### DO THIS:
Reproduce the rows from the line containing "Objective — for every instance of the gravel" up to and including the line containing "Target: sandy dirt ground", requests included, multiplying every point coordinate in the answers by 0.45 and rounding to whole numbers, with halves rounded up. Leave the numbers in the requests and their sample formats unchanged, and return only these lines.

### PROVIDED DATA:
______________________________

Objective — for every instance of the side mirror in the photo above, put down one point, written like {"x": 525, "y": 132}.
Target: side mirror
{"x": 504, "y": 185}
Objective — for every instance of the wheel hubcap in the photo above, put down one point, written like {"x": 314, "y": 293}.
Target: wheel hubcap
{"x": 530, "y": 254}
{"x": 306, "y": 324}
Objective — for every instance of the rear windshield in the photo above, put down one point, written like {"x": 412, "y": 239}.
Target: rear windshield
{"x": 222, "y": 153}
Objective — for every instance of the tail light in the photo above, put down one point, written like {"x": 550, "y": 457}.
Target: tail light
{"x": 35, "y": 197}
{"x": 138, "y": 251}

______________________________

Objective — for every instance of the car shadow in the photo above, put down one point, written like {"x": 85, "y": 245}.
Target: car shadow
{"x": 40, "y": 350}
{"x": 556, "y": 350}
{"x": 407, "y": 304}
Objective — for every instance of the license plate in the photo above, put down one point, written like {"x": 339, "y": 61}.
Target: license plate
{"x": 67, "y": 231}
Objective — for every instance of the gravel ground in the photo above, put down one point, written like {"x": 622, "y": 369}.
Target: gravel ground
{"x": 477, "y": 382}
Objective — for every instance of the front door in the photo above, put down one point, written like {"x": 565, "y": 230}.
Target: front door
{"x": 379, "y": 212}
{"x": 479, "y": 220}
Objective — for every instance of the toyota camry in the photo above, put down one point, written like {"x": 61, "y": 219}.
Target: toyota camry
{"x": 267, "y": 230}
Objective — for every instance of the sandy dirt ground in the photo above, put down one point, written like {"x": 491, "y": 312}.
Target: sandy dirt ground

______________________________

### SOLUTION FOR THIS EXERCISE:
Objective — for every instance of the gravel ground in the photo above, put down one point, written like {"x": 622, "y": 369}.
Target: gravel ground
{"x": 215, "y": 172}
Objective — for every instance of the front door in the photo above, put down one point, written like {"x": 565, "y": 230}.
Target: front door
{"x": 171, "y": 95}
{"x": 216, "y": 99}
Objective — for every instance of the toyota camry in the photo above, put down one point, written like {"x": 61, "y": 219}.
Target: toyota camry
{"x": 120, "y": 104}
Objective — for every instance of the sandy dirt ground in the photo above, put down one point, written like {"x": 491, "y": 312}.
Target: sandy dirt ground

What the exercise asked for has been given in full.